- **DIRECTIONS FOR THIS TASK**: Within the data below, copy each line where the string "Segment" is found.

- **AVAILABLE DATA**:

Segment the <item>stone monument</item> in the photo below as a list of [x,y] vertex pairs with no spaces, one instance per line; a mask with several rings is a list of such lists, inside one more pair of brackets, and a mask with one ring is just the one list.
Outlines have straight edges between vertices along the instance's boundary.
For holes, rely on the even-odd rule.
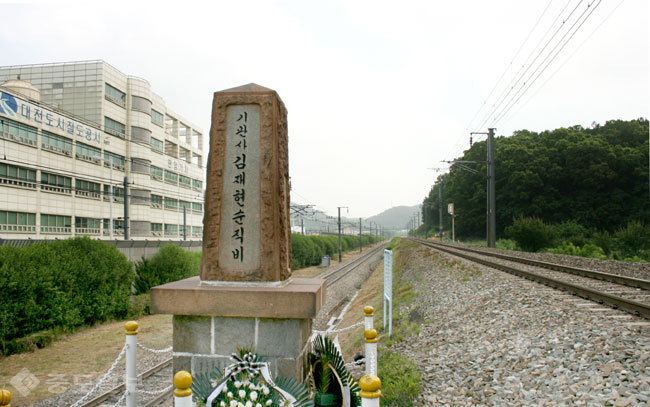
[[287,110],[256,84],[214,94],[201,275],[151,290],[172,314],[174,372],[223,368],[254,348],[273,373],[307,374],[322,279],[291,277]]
---
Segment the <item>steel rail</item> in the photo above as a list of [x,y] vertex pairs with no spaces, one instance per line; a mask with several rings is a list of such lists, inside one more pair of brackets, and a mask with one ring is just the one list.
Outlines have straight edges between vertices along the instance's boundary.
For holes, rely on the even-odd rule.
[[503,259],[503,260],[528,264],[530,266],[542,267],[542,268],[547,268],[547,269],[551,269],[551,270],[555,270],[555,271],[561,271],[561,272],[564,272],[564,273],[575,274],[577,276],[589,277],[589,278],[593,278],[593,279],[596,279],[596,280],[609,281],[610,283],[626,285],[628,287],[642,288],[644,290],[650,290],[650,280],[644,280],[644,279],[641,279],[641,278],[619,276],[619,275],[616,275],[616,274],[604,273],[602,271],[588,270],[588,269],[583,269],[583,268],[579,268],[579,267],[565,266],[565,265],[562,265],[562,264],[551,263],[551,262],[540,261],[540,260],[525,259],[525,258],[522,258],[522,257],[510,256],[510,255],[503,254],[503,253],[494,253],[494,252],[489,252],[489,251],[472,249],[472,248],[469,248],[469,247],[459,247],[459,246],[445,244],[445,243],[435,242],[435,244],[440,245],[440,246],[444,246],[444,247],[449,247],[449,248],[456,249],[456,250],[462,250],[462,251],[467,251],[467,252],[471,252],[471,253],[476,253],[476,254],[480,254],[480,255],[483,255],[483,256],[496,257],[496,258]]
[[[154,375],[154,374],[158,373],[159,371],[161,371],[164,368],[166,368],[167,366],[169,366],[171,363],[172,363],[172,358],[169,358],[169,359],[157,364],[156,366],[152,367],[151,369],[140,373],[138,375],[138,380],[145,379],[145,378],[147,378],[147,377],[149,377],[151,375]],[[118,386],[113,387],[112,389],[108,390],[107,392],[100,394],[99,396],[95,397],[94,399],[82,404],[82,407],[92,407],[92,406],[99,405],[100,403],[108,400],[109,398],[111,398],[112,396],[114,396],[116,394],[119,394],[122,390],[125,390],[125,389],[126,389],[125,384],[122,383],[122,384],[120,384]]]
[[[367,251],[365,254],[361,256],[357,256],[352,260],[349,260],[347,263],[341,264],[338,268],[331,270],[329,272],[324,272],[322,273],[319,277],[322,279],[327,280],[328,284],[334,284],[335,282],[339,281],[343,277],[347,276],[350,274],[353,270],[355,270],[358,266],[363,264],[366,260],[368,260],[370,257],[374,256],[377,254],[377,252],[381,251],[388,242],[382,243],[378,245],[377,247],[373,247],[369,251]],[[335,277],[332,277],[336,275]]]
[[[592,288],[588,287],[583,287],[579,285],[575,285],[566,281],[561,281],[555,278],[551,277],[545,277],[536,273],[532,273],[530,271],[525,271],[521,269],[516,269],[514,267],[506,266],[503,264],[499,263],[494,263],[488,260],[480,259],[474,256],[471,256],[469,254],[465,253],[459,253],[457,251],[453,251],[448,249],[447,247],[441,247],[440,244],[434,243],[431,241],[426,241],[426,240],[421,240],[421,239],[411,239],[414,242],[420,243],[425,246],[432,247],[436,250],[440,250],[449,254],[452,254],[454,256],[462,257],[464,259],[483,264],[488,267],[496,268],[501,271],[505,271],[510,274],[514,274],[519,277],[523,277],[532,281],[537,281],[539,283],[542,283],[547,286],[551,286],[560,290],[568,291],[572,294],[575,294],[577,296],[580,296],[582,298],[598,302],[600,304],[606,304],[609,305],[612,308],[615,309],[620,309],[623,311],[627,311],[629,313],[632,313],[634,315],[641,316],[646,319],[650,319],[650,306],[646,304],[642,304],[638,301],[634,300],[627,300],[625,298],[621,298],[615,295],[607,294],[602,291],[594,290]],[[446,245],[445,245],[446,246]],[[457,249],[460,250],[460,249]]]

- **RESPONSE**:
Segment the <item>stone monument</item> in the photo below as a list of [x,y] vertex pairs with no spaces, one instance per line; a mask with several rings is a list of such lists, inside one more pair of brackets, and a mask with one ring is just the one list.
Segment the <item>steel rail</item> in the photo above as a list of [x,y] vertex pairs with no spaces, one instance per line; a mask with several rings is a list of such lists, inside one more pair of brackets, and a mask with one ring is just the one list.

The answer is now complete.